Instructions for the task
Please reproduce every one of the following items word for word, in the same order.
:: Supplied information
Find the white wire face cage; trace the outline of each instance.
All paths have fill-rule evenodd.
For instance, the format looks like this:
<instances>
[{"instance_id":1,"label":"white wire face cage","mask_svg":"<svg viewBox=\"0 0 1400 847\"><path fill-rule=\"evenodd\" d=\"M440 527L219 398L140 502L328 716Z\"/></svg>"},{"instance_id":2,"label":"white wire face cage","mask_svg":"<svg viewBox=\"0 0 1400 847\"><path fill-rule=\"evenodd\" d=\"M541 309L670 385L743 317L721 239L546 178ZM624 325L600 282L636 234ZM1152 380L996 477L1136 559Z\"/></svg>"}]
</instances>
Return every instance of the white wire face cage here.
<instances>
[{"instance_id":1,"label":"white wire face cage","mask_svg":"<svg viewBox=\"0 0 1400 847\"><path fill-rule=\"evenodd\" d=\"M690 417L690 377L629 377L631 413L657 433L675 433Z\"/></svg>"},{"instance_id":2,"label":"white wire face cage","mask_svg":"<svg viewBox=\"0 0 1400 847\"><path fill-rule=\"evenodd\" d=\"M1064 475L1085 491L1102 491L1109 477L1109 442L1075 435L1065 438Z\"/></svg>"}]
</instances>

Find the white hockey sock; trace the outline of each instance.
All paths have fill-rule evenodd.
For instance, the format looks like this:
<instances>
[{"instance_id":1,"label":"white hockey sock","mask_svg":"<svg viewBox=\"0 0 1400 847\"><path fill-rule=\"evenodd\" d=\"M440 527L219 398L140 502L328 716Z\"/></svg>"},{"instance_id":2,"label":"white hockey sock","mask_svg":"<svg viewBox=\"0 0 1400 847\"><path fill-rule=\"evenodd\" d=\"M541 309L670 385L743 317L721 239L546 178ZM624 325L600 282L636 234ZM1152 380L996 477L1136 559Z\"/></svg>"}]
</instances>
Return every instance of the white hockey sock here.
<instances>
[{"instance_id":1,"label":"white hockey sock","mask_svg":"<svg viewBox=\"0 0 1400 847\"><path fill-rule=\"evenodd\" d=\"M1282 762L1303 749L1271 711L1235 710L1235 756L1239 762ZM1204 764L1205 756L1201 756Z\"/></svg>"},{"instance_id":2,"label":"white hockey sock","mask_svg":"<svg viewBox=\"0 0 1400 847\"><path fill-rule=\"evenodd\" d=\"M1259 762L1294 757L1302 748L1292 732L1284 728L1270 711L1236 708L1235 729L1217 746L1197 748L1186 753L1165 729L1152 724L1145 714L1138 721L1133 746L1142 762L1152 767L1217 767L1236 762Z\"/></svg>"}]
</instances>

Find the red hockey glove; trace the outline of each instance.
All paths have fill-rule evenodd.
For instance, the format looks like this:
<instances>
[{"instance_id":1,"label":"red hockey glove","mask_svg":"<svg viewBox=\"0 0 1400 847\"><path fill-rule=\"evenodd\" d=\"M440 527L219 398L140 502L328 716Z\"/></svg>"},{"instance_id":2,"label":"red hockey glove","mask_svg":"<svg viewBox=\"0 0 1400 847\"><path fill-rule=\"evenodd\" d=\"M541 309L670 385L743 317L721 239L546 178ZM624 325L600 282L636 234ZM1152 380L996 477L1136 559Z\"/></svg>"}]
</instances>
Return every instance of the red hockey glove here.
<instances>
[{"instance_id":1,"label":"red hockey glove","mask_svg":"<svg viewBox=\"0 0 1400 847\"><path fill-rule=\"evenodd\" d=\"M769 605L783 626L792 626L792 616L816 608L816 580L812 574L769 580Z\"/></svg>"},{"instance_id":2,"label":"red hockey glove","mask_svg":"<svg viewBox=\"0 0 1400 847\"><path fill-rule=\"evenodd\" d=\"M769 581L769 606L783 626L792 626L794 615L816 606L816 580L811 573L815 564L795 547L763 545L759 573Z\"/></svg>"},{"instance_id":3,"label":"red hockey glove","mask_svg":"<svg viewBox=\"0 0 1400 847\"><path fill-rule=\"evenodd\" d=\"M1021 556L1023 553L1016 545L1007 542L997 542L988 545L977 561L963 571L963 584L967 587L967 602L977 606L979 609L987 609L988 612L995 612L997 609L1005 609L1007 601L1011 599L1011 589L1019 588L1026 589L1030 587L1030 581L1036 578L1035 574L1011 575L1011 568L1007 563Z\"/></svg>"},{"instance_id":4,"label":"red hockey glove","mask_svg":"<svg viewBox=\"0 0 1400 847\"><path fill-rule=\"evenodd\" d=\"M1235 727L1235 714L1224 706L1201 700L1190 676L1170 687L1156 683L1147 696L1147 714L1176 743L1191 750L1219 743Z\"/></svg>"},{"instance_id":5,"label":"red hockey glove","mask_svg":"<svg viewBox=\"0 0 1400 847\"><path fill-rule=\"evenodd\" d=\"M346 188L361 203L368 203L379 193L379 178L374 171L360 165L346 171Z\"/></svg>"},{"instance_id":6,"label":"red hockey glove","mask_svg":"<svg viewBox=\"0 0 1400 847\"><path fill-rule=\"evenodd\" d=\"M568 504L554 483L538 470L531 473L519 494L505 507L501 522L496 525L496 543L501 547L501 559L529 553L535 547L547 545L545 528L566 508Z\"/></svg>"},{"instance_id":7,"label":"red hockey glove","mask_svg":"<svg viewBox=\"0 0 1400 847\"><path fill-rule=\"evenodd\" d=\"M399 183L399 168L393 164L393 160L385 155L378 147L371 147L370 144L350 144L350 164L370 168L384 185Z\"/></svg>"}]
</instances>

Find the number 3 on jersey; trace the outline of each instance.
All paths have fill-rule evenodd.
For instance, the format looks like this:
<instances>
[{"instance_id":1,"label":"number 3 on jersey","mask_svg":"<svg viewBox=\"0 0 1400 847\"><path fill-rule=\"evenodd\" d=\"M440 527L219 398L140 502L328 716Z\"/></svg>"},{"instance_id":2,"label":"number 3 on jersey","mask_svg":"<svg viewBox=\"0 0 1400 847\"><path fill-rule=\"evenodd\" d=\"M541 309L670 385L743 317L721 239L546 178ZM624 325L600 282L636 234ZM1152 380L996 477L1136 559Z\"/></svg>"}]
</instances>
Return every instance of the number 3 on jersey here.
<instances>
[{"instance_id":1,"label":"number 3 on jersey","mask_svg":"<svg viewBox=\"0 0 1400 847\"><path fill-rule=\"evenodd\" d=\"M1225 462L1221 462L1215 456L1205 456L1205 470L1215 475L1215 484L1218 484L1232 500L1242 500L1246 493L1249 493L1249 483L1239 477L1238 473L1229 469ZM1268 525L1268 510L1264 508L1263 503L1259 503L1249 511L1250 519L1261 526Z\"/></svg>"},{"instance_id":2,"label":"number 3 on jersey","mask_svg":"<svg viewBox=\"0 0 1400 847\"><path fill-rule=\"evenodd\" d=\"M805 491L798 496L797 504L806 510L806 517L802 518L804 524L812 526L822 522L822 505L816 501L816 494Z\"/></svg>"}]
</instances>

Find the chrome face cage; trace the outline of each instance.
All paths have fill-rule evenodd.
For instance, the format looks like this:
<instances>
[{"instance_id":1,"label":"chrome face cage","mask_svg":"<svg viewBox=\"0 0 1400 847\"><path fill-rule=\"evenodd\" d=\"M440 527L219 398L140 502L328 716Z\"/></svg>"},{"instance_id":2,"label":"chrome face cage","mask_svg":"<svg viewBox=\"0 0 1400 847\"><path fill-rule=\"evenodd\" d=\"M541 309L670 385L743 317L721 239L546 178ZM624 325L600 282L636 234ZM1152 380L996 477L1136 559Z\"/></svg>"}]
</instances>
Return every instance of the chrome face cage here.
::::
Result for this exercise
Find the white wire face cage; trace the outline of each instance.
All paths have fill-rule evenodd.
For instance, the format looks like this:
<instances>
[{"instance_id":1,"label":"white wire face cage","mask_svg":"<svg viewBox=\"0 0 1400 847\"><path fill-rule=\"evenodd\" d=\"M440 527L219 398L140 502L328 716Z\"/></svg>"},{"instance_id":2,"label":"white wire face cage","mask_svg":"<svg viewBox=\"0 0 1400 847\"><path fill-rule=\"evenodd\" d=\"M541 309L670 385L743 317L721 239L546 178ZM624 325L600 282L636 234ZM1152 380L996 477L1136 559Z\"/></svg>"}]
</instances>
Return every instance of the white wire face cage here.
<instances>
[{"instance_id":1,"label":"white wire face cage","mask_svg":"<svg viewBox=\"0 0 1400 847\"><path fill-rule=\"evenodd\" d=\"M690 417L690 377L629 377L631 413L657 433L675 433Z\"/></svg>"},{"instance_id":2,"label":"white wire face cage","mask_svg":"<svg viewBox=\"0 0 1400 847\"><path fill-rule=\"evenodd\" d=\"M1064 475L1085 491L1102 491L1109 477L1109 442L1075 435L1065 438Z\"/></svg>"}]
</instances>

Find the white hockey sock; trace the outline of each instance.
All paths have fill-rule evenodd.
For instance, the format looks like this:
<instances>
[{"instance_id":1,"label":"white hockey sock","mask_svg":"<svg viewBox=\"0 0 1400 847\"><path fill-rule=\"evenodd\" d=\"M440 527L219 398L140 502L328 716Z\"/></svg>"},{"instance_id":2,"label":"white hockey sock","mask_svg":"<svg viewBox=\"0 0 1400 847\"><path fill-rule=\"evenodd\" d=\"M541 309L670 385L743 317L721 239L546 178ZM624 325L600 282L636 234ZM1152 380L996 477L1136 559Z\"/></svg>"}]
</instances>
Return every instance of the white hockey sock here.
<instances>
[{"instance_id":1,"label":"white hockey sock","mask_svg":"<svg viewBox=\"0 0 1400 847\"><path fill-rule=\"evenodd\" d=\"M1282 762L1303 749L1271 711L1235 710L1235 756L1239 762ZM1204 764L1205 756L1201 756Z\"/></svg>"},{"instance_id":2,"label":"white hockey sock","mask_svg":"<svg viewBox=\"0 0 1400 847\"><path fill-rule=\"evenodd\" d=\"M1259 762L1294 757L1302 748L1292 732L1284 728L1270 711L1236 708L1235 729L1217 746L1197 748L1186 753L1165 729L1152 724L1145 714L1138 721L1133 746L1142 762L1152 767L1217 767L1236 762Z\"/></svg>"}]
</instances>

Find the red hockey glove; trace the outline of each instance.
All paths have fill-rule evenodd.
For instance, the format looks like this:
<instances>
[{"instance_id":1,"label":"red hockey glove","mask_svg":"<svg viewBox=\"0 0 1400 847\"><path fill-rule=\"evenodd\" d=\"M440 527L219 398L140 502L328 716Z\"/></svg>"},{"instance_id":2,"label":"red hockey glove","mask_svg":"<svg viewBox=\"0 0 1400 847\"><path fill-rule=\"evenodd\" d=\"M541 309L670 385L743 317L721 239L546 178ZM624 325L600 282L636 234ZM1152 380L996 477L1136 559Z\"/></svg>"}]
</instances>
Return every instance of the red hockey glove here.
<instances>
[{"instance_id":1,"label":"red hockey glove","mask_svg":"<svg viewBox=\"0 0 1400 847\"><path fill-rule=\"evenodd\" d=\"M769 605L783 626L792 626L792 616L816 608L816 580L812 574L769 580Z\"/></svg>"},{"instance_id":2,"label":"red hockey glove","mask_svg":"<svg viewBox=\"0 0 1400 847\"><path fill-rule=\"evenodd\" d=\"M769 581L769 606L783 626L792 626L794 615L816 606L816 580L811 573L815 564L795 547L763 545L759 573Z\"/></svg>"},{"instance_id":3,"label":"red hockey glove","mask_svg":"<svg viewBox=\"0 0 1400 847\"><path fill-rule=\"evenodd\" d=\"M1021 556L1023 553L1016 545L1007 542L997 542L988 545L977 561L963 571L963 584L967 587L967 602L977 606L979 609L987 609L988 612L995 612L997 609L1005 609L1007 601L1011 599L1011 589L1019 588L1026 589L1030 587L1030 581L1036 578L1035 574L1011 575L1011 568L1007 563Z\"/></svg>"},{"instance_id":4,"label":"red hockey glove","mask_svg":"<svg viewBox=\"0 0 1400 847\"><path fill-rule=\"evenodd\" d=\"M1235 727L1235 714L1224 706L1201 700L1190 676L1170 687L1156 683L1147 696L1147 714L1176 743L1191 750L1219 743Z\"/></svg>"},{"instance_id":5,"label":"red hockey glove","mask_svg":"<svg viewBox=\"0 0 1400 847\"><path fill-rule=\"evenodd\" d=\"M346 188L361 203L368 203L379 193L379 178L374 171L360 165L346 171Z\"/></svg>"},{"instance_id":6,"label":"red hockey glove","mask_svg":"<svg viewBox=\"0 0 1400 847\"><path fill-rule=\"evenodd\" d=\"M568 504L554 483L538 470L531 473L519 494L505 507L501 522L496 525L496 543L501 547L501 559L529 553L535 547L547 545L545 528L566 508Z\"/></svg>"},{"instance_id":7,"label":"red hockey glove","mask_svg":"<svg viewBox=\"0 0 1400 847\"><path fill-rule=\"evenodd\" d=\"M399 183L399 168L393 164L393 160L385 155L378 147L371 147L370 144L350 144L350 164L370 168L384 185Z\"/></svg>"}]
</instances>

Find the number 3 on jersey; trace the outline of each instance.
All paths have fill-rule evenodd.
For instance, the format looks like this:
<instances>
[{"instance_id":1,"label":"number 3 on jersey","mask_svg":"<svg viewBox=\"0 0 1400 847\"><path fill-rule=\"evenodd\" d=\"M440 527L219 398L140 502L328 716Z\"/></svg>"},{"instance_id":2,"label":"number 3 on jersey","mask_svg":"<svg viewBox=\"0 0 1400 847\"><path fill-rule=\"evenodd\" d=\"M541 309L670 385L743 317L721 239L546 178ZM624 325L600 282L636 234ZM1152 380L996 477L1136 559Z\"/></svg>"}]
</instances>
Return every instance of the number 3 on jersey here.
<instances>
[{"instance_id":1,"label":"number 3 on jersey","mask_svg":"<svg viewBox=\"0 0 1400 847\"><path fill-rule=\"evenodd\" d=\"M1225 462L1221 462L1215 456L1205 456L1205 470L1215 475L1215 484L1218 484L1232 500L1242 500L1246 493L1249 493L1249 483L1239 477L1238 473L1229 469ZM1268 525L1268 510L1264 508L1263 503L1259 503L1249 511L1250 519L1261 526Z\"/></svg>"},{"instance_id":2,"label":"number 3 on jersey","mask_svg":"<svg viewBox=\"0 0 1400 847\"><path fill-rule=\"evenodd\" d=\"M805 491L798 496L797 504L806 510L806 517L802 518L804 524L812 526L822 522L822 505L816 501L816 494Z\"/></svg>"}]
</instances>

Find the chrome face cage; trace the outline of each instance.
All paths have fill-rule evenodd.
For instance, the format looks like this:
<instances>
[{"instance_id":1,"label":"chrome face cage","mask_svg":"<svg viewBox=\"0 0 1400 847\"><path fill-rule=\"evenodd\" d=\"M440 527L219 398L140 502L328 716Z\"/></svg>"},{"instance_id":2,"label":"chrome face cage","mask_svg":"<svg viewBox=\"0 0 1400 847\"><path fill-rule=\"evenodd\" d=\"M541 309L670 385L743 317L721 239L546 178ZM624 325L600 282L636 234ZM1152 380L996 477L1136 559Z\"/></svg>"}]
</instances>
Return every instance of the chrome face cage here.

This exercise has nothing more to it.